> DIRECTIONS
Copy the lines below verbatim, but only from the line containing "You are performing object detection. The target to find is green" through the end of the data.

* BEGIN DATA LISTING *

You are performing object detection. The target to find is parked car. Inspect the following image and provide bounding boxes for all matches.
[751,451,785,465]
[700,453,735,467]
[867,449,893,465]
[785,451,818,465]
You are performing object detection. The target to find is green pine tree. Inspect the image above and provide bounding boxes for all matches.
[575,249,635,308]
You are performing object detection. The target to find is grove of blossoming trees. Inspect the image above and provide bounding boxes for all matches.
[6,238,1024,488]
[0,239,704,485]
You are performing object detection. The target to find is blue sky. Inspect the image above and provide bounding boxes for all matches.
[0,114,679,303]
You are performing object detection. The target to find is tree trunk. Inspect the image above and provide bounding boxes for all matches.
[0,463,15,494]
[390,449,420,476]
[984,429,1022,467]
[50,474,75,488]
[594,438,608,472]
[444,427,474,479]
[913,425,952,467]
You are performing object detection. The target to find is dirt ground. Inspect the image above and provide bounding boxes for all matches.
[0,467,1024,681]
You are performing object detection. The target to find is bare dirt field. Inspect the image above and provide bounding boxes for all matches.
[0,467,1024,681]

* END DATA LISTING *

> RESULT OF THE TASK
You are performing object detection. The target to find is green pine tree. Inspect the image above and provide bounding boxes for all matches.
[575,249,635,308]
You are performing object detection. The target to find is grove of blossoming trees. Inspect the image above and provide bounding boxes for all matches.
[6,238,1024,488]
[0,239,704,485]
You are performing object detection. The target to find is blue sky. Inspect the image above and provide bounding boxes for all matches.
[0,114,679,303]
You are performing object detection. The target to find is tree trunk. Inspect the image above and provide bounding boxes for all matches.
[0,463,15,494]
[390,449,420,476]
[984,429,1022,467]
[50,474,75,488]
[594,438,608,472]
[444,427,474,479]
[913,425,952,467]
You are performing object detection. The target to find is dirt ground. Inspect the image above and provide bounding boxes for all matches.
[0,467,1024,681]
You are performing object detection. The target to find is bare dirt field. Inspect the image above and provide bounding boxes for all matches.
[0,467,1024,681]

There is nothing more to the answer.